> **Brief**
Below is some data. Retype exactly the lines starting at the one with "Body asks for one point per instance of the beige" and ending at the one with "Body asks for one point per instance of the throw".

□ □ □ □ □

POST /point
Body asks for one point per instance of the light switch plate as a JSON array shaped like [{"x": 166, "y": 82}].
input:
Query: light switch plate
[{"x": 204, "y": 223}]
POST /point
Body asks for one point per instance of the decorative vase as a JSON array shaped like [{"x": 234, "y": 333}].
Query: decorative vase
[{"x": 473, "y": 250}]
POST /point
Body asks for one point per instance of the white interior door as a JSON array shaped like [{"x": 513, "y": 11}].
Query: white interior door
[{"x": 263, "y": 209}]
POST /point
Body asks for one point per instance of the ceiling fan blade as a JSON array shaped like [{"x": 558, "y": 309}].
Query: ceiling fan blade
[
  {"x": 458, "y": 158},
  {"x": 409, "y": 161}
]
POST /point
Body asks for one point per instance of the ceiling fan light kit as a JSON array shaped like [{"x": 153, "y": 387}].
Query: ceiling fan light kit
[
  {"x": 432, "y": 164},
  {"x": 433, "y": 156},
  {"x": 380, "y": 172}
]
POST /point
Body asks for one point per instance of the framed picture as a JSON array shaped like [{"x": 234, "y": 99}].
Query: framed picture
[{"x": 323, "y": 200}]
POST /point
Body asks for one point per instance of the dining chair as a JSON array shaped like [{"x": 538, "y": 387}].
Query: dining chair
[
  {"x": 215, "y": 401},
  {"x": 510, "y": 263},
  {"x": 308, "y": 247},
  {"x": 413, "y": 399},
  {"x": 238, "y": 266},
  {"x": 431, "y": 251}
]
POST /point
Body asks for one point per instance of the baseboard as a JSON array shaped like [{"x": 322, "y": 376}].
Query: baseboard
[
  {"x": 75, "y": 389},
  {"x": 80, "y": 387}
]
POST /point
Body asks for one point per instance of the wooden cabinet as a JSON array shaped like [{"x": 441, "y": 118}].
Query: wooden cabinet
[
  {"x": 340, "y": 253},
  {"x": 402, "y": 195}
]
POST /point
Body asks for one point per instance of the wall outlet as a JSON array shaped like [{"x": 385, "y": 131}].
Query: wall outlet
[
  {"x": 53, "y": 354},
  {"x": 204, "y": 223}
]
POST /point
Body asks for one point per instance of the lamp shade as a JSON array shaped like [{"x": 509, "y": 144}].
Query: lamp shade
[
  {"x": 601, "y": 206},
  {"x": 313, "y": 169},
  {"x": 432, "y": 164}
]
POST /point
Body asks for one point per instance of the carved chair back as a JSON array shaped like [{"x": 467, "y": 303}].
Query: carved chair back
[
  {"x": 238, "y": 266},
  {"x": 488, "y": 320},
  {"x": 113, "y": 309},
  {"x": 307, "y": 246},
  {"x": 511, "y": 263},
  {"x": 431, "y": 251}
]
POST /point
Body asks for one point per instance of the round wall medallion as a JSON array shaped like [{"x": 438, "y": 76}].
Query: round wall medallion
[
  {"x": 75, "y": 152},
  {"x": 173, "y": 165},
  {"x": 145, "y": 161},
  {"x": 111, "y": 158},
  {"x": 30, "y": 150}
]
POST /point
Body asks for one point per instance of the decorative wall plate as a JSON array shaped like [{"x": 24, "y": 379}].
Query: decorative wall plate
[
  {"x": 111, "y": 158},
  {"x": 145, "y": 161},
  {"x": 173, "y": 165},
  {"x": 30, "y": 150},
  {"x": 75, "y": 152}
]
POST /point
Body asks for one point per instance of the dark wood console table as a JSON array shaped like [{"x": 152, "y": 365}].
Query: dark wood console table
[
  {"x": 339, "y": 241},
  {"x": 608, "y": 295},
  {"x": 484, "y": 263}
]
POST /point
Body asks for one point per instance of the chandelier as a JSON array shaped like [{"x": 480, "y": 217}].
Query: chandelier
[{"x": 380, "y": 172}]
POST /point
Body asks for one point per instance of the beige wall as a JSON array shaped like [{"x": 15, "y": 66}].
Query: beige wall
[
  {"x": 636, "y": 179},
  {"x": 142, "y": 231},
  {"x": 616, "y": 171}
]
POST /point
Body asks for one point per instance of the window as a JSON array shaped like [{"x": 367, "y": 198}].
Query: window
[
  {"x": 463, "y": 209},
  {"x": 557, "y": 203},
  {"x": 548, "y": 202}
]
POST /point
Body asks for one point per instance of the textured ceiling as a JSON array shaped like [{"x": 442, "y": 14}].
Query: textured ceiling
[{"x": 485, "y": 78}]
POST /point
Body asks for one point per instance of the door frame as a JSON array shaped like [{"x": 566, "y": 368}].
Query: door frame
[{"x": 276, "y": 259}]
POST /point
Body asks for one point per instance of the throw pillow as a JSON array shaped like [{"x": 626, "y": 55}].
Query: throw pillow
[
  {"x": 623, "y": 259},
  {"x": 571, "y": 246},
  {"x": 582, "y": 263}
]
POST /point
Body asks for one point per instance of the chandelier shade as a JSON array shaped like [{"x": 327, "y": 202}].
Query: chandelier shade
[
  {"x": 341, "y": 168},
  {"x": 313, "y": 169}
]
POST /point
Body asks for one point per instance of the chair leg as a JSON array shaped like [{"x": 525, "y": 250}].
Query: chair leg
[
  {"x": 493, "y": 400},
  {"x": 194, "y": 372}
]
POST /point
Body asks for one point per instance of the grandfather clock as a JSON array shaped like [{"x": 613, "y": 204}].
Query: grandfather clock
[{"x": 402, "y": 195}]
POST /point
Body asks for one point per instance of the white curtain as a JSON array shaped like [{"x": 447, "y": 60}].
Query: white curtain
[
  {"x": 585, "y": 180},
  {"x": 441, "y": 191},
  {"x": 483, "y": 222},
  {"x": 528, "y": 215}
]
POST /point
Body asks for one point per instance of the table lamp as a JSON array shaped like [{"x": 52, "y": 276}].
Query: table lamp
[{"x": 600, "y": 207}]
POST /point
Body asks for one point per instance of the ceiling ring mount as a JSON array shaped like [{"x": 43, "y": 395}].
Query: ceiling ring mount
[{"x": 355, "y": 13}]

□ □ □ □ □

> **Answer for the task**
Body asks for one point per instance of the beige wall as a JSON array shaped like [{"x": 15, "y": 66}].
Query: beige wall
[
  {"x": 636, "y": 179},
  {"x": 142, "y": 231},
  {"x": 616, "y": 171}
]
POST /point
Body asks for one point per instance of the window as a JSON array shaped like [{"x": 367, "y": 198}].
Query: window
[
  {"x": 463, "y": 209},
  {"x": 557, "y": 203},
  {"x": 548, "y": 202}
]
POST /point
Body asks for one point per instance of the textured ceiling as a JSON array shaped like [{"x": 442, "y": 14}].
Query: textured ceiling
[{"x": 485, "y": 78}]
POST /point
Body asks for one point per instance of the door frame as a JSON array shaped like [{"x": 566, "y": 368}].
Query: door frame
[{"x": 276, "y": 259}]
POST /point
Body asks for one point per instance of the throw pillow as a JSON array shaped like [{"x": 626, "y": 55}].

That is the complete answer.